--- Your goal ---
Return the full listing, keeping every line exactly as it is.

--- Data provided ---
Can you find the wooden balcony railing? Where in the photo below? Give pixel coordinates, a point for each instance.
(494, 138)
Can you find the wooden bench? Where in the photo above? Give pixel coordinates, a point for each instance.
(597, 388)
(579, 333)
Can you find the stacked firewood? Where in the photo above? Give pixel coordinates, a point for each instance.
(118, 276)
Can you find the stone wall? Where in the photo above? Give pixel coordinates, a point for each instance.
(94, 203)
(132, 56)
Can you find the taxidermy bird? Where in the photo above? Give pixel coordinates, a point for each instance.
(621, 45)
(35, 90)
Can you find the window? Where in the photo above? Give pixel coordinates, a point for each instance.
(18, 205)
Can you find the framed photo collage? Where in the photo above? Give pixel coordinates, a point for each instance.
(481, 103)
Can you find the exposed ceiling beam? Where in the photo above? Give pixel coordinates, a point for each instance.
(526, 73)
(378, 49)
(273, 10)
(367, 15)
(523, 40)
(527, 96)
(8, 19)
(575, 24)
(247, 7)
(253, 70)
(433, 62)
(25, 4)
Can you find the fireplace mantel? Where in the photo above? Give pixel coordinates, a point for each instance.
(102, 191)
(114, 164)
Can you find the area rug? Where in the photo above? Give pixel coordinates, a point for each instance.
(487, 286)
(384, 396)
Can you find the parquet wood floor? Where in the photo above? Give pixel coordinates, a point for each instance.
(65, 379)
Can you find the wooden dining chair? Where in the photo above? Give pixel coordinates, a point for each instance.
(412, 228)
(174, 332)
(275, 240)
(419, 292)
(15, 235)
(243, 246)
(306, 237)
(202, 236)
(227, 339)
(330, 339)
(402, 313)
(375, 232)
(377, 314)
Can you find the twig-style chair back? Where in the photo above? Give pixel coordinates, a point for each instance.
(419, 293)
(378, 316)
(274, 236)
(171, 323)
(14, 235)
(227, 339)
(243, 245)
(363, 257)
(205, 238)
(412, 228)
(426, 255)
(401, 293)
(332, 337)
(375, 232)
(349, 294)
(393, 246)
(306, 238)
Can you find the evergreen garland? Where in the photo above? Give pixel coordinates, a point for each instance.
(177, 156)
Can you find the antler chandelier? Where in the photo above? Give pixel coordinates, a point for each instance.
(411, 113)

--- Answer space ---
Can you find the wooden balcony railing? Where in the photo below? Give pixel coordinates, a point for each instance.
(494, 138)
Can you find the wooden bench? Where in the photo above? Give pixel coordinates, a point for each instance.
(597, 388)
(579, 333)
Can you find the stacked firewood? Where in the photo above? Give pixel coordinates, a point for each instance.
(118, 276)
Can you find the stone wall? Where in the photo above? Give pixel coordinates, a point for each instance.
(94, 203)
(132, 56)
Can you find the taxidermy bird? Where in the photo above? Give pixel coordinates, a point for each instance.
(621, 45)
(35, 90)
Can you find the window? Where in the photo above? Give pixel coordinates, a point for each instance.
(18, 205)
Can you find the framed photo collage? Where in the photo above? Give pixel coordinates, a point for each instance.
(481, 103)
Can you find the exposed ceiling beam? Where in the photo above? Give pixel coordinates, a point for each instance.
(526, 73)
(378, 49)
(273, 10)
(367, 15)
(523, 40)
(527, 96)
(8, 19)
(575, 24)
(247, 7)
(253, 70)
(433, 62)
(25, 4)
Can you find the fireplace mantel? Where in the photo above? Give pixel coordinates, a point for each instance.
(102, 191)
(114, 164)
Can you find the area rug? Where in the photo above? Give pixel coordinates, a point for each instance.
(487, 286)
(384, 396)
Can you find the parquet wood floor? Where in the photo above? Give pixel coordinates, a point for each instance.
(65, 379)
Can you find the wooden dining chair? Where in the photo above? Give pixel coordinates, a point for each instance.
(412, 228)
(174, 332)
(275, 240)
(419, 292)
(15, 235)
(243, 246)
(306, 237)
(202, 236)
(227, 339)
(330, 339)
(402, 313)
(375, 232)
(377, 314)
Can you find the twig-style chair back? Where in the photo above? Give pixel coordinates, a point for each instance.
(419, 293)
(378, 316)
(274, 236)
(171, 323)
(14, 235)
(227, 339)
(243, 245)
(363, 257)
(205, 238)
(412, 228)
(426, 255)
(401, 293)
(332, 337)
(375, 232)
(349, 294)
(393, 246)
(306, 238)
Can you find the evergreen garland? Where in the photo above? Give pixel coordinates, a point for each instance.
(177, 156)
Can you find the antler chandelier? Where in the photo above? Give pixel coordinates, a point for each instance.
(411, 113)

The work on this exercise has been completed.